What follows is a set of records; repeat all of them exactly.
# # # # # # #
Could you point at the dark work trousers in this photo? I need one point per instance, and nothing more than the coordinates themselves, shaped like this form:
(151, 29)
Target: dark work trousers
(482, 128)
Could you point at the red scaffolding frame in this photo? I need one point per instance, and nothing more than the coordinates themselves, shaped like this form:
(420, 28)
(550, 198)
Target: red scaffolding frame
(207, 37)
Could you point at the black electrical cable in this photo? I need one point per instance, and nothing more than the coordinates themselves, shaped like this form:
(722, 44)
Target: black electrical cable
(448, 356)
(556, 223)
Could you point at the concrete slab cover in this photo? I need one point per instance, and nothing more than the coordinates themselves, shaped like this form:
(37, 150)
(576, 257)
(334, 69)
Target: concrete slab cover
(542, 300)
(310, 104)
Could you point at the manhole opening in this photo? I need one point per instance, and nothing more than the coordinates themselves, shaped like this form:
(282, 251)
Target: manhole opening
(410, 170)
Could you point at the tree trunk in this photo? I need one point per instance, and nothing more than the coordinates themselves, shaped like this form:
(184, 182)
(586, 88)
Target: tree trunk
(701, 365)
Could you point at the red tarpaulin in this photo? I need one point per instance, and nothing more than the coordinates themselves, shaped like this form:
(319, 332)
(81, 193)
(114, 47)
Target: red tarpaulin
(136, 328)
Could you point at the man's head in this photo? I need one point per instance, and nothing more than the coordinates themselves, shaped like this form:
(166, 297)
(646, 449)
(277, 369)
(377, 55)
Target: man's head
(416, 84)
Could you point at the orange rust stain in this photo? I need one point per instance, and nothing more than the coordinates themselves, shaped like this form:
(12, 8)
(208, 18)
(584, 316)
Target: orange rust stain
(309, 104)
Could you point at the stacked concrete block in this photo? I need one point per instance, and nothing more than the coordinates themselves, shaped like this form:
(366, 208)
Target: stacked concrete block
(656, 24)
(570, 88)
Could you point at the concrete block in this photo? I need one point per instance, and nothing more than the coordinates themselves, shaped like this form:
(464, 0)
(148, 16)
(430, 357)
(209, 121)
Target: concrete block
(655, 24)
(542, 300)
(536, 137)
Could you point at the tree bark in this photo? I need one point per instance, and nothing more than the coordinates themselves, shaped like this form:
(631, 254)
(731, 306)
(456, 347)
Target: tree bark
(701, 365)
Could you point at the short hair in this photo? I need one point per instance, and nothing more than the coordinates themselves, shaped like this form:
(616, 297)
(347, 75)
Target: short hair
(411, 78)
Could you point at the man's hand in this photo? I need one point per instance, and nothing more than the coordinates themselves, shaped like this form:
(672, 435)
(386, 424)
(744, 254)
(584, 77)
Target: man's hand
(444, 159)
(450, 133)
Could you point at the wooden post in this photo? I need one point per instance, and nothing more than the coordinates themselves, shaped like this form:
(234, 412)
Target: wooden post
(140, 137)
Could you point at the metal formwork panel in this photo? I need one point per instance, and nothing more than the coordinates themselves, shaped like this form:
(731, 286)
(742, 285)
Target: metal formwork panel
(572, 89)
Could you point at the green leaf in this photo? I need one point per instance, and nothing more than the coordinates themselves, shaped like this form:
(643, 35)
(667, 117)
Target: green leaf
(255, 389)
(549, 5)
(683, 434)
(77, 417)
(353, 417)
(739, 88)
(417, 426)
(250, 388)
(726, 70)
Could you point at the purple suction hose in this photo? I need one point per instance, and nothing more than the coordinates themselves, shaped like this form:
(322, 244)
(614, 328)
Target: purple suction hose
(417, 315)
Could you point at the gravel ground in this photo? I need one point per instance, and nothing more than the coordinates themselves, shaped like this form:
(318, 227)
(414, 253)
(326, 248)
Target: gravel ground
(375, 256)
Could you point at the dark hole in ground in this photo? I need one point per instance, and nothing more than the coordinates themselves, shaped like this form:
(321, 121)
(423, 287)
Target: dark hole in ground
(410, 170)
# # # # # # #
### Response to the task
Could you point at the dark work trousers in this photo? I need one point per instance, and nothing more than the coordinates themselves, shaped like this form:
(151, 29)
Target: dark work trousers
(482, 128)
Could you point at the red scaffolding frame in this photo? I need one point per instance, and nothing more than the coordinates themselves, shaped like this form:
(420, 28)
(550, 198)
Target: red scaffolding frame
(207, 37)
Could you point at the black electrical cable in this photo? I need one point per instance, and nothing more than the coordinates themselves, shaped like this form:
(722, 44)
Target: black electrical cable
(448, 356)
(556, 223)
Could you point at the concrete slab cover in this photo? I need one point per instance, and nothing more than the coordinates themselves, shaped like this form:
(37, 150)
(576, 257)
(334, 69)
Target: concrete slab cover
(542, 300)
(310, 104)
Could you point at the manhole opening in this photo? I need one point per instance, and nothing more than the coordinates themselves, shaped like this form:
(282, 251)
Target: manhole opening
(410, 170)
Could you point at the tree trunk in this photo? I need one point per instance, and nothing more than the coordinates themselves, shaped like this form:
(184, 182)
(586, 88)
Target: tree trunk
(701, 365)
Could you point at the red tarpaulin in this photo? I need one point per instance, and nothing more than the coordinates themselves, shaped like this form:
(319, 332)
(81, 193)
(114, 47)
Target: red tarpaulin
(136, 328)
Could you point at the man's head in this photo? I need one point per instance, and nothing more than the coordinates themselves, shaped like this form:
(166, 297)
(646, 449)
(277, 369)
(377, 55)
Target: man's head
(416, 84)
Could you point at the orange rust stain in this photo? I need one point per instance, and nothing more than the coordinates themselves, shaped like this form:
(12, 8)
(208, 18)
(584, 316)
Target: orange rust stain
(309, 104)
Could you point at the stacked concrete block in this photo? I need one point per instance, and nothing more than the coordinates themselves, shaped like this form:
(366, 208)
Target: stacked concrete block
(656, 24)
(570, 88)
Could you point at the concrete block in this photo? I need one point per instance, and nothing more than the coordinates themselves, shaped like this form:
(464, 0)
(148, 16)
(430, 357)
(209, 121)
Target: concrete block
(655, 24)
(542, 300)
(536, 137)
Could you point at the tree bark in this photo? I need one point per instance, and nothing more than the coordinates themselves, shaped like this form:
(631, 254)
(731, 306)
(456, 347)
Target: tree bark
(701, 365)
Could you point at the short hair in this photo? I need one point per instance, and nothing more than the coordinates themselves, shaped like this form:
(616, 297)
(347, 75)
Target: short hair
(411, 78)
Could you point at the man's hand in this photo? I need one point per instance, and nothing more than the coordinates themselves, shaped like this form:
(672, 435)
(386, 424)
(744, 254)
(584, 77)
Target: man's hand
(444, 159)
(450, 133)
Could you point at the wooden post in this photo? I need one point per instance, and nothing more than the coordinates themselves, shaped like this form:
(234, 412)
Target: wooden post
(140, 137)
Could you point at the metal formwork panel in this photo? I need one point per instance, and nothing more than the coordinates themselves, shaped like this form:
(731, 286)
(742, 285)
Target: metal formwork panel
(572, 89)
Could you point at the green leaf in this photo? I need one point per instance, and nothing more than the coordinates themselves, shaped like this form:
(643, 35)
(667, 117)
Target: green leaf
(255, 389)
(549, 5)
(683, 434)
(77, 417)
(353, 417)
(739, 88)
(417, 426)
(250, 388)
(726, 70)
Could you point at the purple suction hose in this photo? I need one point per instance, and nothing more than the coordinates themselves, shaped like this form:
(322, 244)
(614, 328)
Target: purple suction hose
(417, 315)
Could you point at the gravel ground in this photo? I need one point per instance, and nothing more than the coordinates themselves, shaped like this form:
(318, 227)
(414, 253)
(326, 248)
Target: gravel ground
(375, 256)
Could you point at the dark hole in ground in this photo? I need one point per instance, and nothing more than the coordinates themselves, shaped like this form:
(321, 121)
(423, 287)
Target: dark hole in ground
(410, 170)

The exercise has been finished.